Format the records from the start through the line containing "38,0 -> 600,255" as a JSON list of strings, one string per line, leaving out blank lines.
**** DATA FOR THIS EXERCISE
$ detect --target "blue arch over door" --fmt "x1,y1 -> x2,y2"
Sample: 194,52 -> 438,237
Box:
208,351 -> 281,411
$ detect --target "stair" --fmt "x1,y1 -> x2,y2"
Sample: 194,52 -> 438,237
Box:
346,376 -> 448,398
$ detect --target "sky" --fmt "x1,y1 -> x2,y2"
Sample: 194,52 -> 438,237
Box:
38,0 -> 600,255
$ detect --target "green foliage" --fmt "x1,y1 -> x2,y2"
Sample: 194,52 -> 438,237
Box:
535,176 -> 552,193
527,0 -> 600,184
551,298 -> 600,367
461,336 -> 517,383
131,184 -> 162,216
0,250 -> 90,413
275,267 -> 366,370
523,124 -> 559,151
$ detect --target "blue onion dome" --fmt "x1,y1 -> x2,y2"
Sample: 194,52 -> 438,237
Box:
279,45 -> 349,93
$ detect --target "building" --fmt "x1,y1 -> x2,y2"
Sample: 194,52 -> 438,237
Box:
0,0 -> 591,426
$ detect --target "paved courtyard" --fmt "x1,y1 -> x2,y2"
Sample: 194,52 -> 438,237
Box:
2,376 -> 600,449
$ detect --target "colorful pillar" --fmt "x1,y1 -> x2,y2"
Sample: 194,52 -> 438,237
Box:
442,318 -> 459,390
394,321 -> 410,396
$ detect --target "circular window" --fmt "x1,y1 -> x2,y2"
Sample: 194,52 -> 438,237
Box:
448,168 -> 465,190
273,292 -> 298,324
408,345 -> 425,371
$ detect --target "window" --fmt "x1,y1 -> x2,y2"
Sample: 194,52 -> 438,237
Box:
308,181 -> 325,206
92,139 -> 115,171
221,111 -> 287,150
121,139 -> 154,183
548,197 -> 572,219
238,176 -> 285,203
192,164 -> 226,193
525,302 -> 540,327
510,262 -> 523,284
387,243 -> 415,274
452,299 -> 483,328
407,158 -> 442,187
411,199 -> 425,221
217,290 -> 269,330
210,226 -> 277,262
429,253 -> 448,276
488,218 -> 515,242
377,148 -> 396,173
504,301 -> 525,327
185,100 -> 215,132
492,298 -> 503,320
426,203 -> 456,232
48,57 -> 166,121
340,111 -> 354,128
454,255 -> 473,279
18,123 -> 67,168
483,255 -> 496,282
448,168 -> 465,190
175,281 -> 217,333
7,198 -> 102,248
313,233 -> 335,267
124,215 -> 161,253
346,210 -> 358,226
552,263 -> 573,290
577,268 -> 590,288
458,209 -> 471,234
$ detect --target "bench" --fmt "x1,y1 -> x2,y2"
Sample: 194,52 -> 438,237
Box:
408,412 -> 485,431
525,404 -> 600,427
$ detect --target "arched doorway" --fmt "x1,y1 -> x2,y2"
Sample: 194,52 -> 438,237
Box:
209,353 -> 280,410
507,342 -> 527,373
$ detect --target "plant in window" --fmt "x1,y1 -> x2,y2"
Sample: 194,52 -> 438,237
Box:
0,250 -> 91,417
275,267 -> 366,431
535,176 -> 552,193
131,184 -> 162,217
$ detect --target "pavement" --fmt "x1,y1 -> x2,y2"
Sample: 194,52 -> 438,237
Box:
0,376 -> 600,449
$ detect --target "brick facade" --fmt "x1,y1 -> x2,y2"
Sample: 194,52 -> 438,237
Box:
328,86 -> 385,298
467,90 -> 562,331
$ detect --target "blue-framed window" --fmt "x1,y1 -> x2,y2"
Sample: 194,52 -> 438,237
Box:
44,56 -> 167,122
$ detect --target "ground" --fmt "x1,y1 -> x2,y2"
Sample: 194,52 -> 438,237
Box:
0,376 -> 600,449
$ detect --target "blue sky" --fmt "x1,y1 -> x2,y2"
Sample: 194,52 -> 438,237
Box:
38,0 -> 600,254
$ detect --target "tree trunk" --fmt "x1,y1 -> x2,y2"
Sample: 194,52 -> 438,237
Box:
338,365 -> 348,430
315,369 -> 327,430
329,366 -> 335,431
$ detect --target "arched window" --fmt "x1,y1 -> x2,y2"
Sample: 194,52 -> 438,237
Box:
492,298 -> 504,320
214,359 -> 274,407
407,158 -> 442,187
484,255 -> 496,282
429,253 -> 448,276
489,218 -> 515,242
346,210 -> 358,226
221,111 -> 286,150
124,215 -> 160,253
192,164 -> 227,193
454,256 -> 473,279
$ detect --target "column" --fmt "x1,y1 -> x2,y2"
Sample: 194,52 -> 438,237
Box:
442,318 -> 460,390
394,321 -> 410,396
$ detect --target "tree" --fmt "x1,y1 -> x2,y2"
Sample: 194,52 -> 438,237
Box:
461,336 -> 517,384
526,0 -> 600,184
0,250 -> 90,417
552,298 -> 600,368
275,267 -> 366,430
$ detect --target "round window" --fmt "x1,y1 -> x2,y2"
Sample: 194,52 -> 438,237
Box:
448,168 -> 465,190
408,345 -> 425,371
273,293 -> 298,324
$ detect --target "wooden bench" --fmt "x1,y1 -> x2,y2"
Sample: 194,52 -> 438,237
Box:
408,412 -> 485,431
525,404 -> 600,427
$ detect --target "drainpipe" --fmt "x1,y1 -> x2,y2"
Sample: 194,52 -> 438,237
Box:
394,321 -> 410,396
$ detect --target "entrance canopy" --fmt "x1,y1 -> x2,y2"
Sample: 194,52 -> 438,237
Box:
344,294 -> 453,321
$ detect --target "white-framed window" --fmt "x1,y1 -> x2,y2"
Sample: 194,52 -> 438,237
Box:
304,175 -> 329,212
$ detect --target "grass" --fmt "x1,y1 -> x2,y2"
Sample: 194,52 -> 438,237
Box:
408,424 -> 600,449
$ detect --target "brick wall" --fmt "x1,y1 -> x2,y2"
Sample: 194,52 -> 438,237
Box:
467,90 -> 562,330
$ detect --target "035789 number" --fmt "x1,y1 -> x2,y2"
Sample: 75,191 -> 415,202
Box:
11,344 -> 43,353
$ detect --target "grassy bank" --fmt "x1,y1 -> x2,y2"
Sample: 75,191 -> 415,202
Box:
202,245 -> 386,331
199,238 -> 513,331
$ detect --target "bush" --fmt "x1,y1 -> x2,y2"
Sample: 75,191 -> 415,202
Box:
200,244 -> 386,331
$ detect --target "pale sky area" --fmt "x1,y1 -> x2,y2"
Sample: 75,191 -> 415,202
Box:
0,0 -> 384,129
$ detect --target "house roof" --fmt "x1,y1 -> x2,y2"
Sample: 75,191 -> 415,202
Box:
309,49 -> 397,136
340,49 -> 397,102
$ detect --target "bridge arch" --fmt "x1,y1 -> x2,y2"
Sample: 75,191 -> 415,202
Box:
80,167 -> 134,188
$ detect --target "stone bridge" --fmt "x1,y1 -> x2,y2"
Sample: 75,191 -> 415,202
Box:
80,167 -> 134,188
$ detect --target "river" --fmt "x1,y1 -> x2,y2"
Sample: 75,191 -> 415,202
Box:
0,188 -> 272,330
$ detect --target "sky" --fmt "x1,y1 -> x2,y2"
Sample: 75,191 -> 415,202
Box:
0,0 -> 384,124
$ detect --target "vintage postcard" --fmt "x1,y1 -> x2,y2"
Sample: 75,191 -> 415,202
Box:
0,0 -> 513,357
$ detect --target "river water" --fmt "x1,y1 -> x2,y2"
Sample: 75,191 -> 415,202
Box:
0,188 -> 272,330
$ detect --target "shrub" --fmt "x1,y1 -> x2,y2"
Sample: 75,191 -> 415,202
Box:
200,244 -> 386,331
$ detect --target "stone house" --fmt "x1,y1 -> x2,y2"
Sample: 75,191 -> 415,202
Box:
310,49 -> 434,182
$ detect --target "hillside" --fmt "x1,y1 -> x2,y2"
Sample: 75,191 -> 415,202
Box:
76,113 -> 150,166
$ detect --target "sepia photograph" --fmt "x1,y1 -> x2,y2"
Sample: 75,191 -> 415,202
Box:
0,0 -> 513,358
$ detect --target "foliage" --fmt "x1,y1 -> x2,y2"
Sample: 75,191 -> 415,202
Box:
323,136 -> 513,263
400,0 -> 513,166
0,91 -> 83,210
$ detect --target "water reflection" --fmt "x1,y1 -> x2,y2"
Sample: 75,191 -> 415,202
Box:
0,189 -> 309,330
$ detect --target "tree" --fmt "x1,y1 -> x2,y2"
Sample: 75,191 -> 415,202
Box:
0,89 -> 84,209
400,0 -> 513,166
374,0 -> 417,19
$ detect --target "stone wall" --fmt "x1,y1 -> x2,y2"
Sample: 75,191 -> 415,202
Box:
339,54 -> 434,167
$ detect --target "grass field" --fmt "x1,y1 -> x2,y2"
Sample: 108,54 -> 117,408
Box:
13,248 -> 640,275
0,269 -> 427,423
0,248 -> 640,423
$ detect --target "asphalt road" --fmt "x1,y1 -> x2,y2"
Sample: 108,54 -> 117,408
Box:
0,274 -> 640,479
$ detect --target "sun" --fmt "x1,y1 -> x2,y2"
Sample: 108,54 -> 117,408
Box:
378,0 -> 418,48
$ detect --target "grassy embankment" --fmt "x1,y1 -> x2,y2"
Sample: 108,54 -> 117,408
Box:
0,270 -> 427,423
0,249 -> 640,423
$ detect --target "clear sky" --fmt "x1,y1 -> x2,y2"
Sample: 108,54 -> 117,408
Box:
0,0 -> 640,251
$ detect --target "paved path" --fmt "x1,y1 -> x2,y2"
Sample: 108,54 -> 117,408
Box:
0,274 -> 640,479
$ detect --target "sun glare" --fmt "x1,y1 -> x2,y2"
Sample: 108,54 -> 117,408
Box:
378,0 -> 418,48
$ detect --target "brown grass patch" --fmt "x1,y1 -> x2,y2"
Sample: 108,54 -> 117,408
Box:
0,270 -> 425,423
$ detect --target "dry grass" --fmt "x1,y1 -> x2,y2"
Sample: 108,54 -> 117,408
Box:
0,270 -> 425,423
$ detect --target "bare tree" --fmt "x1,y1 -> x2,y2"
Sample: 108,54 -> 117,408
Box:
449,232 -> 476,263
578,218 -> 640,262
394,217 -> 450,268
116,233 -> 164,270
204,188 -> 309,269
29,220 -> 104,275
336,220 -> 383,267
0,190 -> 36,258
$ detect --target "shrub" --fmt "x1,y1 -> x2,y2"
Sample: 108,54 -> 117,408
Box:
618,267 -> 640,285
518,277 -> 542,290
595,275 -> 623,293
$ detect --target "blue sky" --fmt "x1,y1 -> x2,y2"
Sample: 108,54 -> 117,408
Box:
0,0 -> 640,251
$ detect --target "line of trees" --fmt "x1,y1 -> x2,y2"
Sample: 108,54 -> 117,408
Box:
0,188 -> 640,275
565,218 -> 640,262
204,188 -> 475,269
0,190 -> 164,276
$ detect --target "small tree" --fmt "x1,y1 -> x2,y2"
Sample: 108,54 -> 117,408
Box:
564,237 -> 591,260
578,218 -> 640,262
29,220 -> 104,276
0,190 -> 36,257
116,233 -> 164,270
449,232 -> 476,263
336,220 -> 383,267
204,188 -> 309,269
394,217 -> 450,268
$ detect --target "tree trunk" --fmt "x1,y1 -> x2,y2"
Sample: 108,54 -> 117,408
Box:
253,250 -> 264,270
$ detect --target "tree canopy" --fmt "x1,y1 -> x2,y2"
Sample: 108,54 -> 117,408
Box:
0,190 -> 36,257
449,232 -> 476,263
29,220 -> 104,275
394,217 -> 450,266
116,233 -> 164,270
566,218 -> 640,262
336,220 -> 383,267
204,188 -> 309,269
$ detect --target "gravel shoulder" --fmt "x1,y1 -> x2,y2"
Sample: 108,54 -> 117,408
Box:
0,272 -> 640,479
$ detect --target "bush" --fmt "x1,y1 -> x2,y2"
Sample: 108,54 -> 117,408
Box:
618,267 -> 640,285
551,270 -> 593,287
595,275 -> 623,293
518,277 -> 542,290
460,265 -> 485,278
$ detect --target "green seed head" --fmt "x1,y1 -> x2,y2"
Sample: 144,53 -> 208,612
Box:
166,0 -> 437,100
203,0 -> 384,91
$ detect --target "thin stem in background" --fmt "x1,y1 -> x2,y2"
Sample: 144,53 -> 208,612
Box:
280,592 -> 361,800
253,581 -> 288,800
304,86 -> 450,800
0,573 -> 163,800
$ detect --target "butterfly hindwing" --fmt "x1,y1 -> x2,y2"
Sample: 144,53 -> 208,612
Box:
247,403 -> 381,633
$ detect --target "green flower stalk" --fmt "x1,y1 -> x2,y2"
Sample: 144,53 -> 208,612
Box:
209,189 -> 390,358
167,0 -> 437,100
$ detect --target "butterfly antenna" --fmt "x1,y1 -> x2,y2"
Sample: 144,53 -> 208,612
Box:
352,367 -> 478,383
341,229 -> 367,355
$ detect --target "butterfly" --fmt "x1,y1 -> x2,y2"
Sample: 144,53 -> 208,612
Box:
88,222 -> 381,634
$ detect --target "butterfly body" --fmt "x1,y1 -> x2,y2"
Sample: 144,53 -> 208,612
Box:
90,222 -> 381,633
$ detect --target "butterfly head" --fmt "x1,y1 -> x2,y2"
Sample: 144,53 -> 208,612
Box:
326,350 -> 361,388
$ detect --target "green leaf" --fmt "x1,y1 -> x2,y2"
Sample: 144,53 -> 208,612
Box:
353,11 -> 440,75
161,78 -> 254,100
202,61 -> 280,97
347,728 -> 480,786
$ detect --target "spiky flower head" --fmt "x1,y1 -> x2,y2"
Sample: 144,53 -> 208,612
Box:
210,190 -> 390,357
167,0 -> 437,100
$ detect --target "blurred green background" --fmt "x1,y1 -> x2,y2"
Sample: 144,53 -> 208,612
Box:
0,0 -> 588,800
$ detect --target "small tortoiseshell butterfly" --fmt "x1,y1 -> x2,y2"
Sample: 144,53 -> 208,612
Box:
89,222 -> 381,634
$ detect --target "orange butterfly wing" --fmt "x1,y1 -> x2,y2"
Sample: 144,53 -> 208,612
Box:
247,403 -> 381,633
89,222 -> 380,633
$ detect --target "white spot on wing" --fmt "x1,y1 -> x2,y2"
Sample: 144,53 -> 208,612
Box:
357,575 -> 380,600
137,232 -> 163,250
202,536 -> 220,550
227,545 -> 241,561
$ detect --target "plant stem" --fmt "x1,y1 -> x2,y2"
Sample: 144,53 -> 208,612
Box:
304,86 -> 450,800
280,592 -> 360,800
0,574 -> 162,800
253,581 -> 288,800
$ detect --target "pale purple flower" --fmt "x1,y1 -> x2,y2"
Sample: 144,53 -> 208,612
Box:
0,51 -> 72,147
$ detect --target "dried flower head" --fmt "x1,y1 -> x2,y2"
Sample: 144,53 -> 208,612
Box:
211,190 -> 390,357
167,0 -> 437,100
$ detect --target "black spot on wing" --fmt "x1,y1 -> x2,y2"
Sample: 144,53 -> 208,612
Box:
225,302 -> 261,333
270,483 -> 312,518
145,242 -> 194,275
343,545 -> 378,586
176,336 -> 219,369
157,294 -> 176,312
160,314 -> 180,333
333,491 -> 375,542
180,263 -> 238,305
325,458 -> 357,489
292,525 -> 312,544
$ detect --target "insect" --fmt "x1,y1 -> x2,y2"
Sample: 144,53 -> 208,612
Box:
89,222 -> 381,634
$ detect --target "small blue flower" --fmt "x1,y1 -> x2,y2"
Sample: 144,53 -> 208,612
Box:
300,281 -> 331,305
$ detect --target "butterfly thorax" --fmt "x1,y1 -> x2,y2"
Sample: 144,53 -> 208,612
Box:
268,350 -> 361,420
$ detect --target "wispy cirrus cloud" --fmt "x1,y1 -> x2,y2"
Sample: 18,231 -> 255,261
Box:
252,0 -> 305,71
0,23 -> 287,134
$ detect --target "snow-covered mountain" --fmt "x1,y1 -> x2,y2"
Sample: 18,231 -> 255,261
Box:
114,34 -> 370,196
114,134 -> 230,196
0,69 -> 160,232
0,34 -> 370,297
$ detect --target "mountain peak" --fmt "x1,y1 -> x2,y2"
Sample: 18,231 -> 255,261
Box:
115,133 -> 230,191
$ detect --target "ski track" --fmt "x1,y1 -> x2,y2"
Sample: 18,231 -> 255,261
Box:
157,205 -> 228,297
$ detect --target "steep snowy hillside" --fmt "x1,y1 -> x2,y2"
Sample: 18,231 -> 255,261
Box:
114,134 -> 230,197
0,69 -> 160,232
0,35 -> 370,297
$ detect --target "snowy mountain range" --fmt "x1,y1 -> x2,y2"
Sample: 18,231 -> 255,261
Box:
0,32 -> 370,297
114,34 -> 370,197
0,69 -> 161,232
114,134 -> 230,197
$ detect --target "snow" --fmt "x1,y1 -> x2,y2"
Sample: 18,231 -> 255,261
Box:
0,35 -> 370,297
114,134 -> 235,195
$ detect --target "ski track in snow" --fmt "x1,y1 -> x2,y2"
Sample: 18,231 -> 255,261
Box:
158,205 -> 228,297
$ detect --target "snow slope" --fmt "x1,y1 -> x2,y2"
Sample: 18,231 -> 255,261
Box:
********
RESPONSE:
[
  "$ detect --target \"blue arch over door\" --fmt \"x1,y1 -> x2,y2\"",
  "Sample: 194,52 -> 438,237",
  "Box:",
  "208,351 -> 281,411",
  "$ detect --target \"stair\" --fmt \"x1,y1 -> x2,y2\"",
  "Sample: 194,52 -> 438,237",
  "Box:",
  "346,376 -> 448,398",
  "$ detect --target \"sky\" --fmt \"x1,y1 -> x2,y2\"",
  "Sample: 194,52 -> 438,237",
  "Box:",
  "38,0 -> 600,255"
]